Activity 1
In the letter on health-care reform, which column in Ophthalmology Times does Dr. Noreika edit?
Activity 2
Repeat the letter on health-care reform, beginning at the words "Consequences of reform" and stopping after "have been unsuccessful.", with "Medina, Ohio" substituted for "Medina, OH".

Consequences of reform

November 1, 2009

J.C. Noreika, MD, MBA, submitted a letter to Sen. Sherrod Brown (D-OH), outlining nine possible unintended consequences to health-care reform.

Editor's note: J.C. Noreika, MD, MBA, submitted the following open letter in September to Sen. Sherrod Brown (D-OH), outlining nine possible unintended consequences of health-care reform. Dr. Noreika is founding partner of Excellence in Eyecare, Medina, OH, and editor of the "Practice InSight" column in Ophthalmology Times. Attempts by Sen. Brown and Dr. Noreika to connect have been unsuccessful.

You are being pressured from all sides in this recent iteration of the movement for universal health insurance. As a student of history, you know that this issue has been debated for almost 100 years. You and your staff are fully informed in regard to the big issues. You share concern over the unimaginable deficits that this country is incurring. A projected $1 trillion for health-care reform alone! The nation's deficit is to exceed $1.17 trillion in 2010 and $9 trillion over the next decade.

The following is one physician's opinions. Although not statistically significant, these views, like good military intelligence, are conceived and refined on the front lines of the daily, all too frequent skirmishes among and between physicians, patients, insurers, bureaucrats, regulators, lawyers, and other vested interests. I have listened closely to the rhetoric. What I haven't heard is a discussion about the inevitable unintended consequences health-care reform will create.

(Collected data entries)

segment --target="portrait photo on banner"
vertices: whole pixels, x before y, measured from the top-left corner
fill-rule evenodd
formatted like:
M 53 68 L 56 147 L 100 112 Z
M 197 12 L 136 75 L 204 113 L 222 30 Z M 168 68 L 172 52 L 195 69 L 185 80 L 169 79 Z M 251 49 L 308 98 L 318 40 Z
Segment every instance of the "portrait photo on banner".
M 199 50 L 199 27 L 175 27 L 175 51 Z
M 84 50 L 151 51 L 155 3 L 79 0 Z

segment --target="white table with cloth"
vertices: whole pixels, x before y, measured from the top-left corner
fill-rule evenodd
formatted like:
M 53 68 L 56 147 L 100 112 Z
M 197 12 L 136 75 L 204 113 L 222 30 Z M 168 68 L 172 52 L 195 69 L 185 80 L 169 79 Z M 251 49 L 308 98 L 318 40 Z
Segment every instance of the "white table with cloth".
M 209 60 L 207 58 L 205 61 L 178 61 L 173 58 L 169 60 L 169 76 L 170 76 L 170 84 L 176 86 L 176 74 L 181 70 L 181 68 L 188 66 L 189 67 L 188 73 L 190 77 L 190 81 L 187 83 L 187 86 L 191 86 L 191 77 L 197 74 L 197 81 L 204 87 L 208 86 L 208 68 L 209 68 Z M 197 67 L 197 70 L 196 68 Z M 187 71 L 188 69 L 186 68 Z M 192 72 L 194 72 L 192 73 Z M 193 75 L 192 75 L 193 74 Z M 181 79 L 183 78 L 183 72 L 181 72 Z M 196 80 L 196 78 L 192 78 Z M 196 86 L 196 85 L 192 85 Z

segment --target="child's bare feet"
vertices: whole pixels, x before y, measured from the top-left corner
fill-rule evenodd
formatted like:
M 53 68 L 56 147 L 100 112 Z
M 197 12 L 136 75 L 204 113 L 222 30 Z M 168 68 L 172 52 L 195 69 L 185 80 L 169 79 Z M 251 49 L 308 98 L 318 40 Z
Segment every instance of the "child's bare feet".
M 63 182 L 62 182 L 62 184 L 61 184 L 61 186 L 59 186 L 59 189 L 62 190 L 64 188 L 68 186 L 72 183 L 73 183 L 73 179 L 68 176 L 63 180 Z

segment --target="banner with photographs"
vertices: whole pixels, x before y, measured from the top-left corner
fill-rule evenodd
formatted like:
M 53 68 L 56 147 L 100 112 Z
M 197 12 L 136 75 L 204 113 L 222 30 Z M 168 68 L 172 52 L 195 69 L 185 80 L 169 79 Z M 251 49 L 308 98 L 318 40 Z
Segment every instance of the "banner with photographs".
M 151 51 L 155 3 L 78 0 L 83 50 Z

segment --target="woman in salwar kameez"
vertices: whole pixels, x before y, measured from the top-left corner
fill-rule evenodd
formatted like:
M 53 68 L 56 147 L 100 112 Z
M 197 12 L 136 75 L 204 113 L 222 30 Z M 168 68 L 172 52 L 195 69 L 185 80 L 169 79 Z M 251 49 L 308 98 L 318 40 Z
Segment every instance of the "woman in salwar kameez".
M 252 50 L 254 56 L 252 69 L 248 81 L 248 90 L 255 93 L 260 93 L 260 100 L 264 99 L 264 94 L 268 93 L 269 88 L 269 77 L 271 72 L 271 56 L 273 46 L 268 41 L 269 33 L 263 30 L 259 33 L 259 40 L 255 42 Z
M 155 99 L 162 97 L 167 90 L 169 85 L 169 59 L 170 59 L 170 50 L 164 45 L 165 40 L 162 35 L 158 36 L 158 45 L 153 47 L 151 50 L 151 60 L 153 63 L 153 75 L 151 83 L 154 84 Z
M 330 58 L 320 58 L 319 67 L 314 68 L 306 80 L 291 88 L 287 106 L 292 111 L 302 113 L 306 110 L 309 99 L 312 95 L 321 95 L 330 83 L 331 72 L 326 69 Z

Written solution 1
He edits the "Practice InSight" column.

Written solution 2
Consequences of reform

November 1, 2009

J.C. Noreika, MD, MBA, submitted a letter to Sen. Sherrod Brown (D-OH), outlining nine possible unintended consequences to health-care reform.

Editor's note: J.C. Noreika, MD, MBA, submitted the following open letter in September to Sen. Sherrod Brown (D-OH), outlining nine possible unintended consequences of health-care reform. Dr. Noreika is founding partner of Excellence in Eyecare, Medina, Ohio, and editor of the "Practice InSight" column in Ophthalmology Times. Attempts by Sen. Brown and Dr. Noreika to connect have been unsuccessful.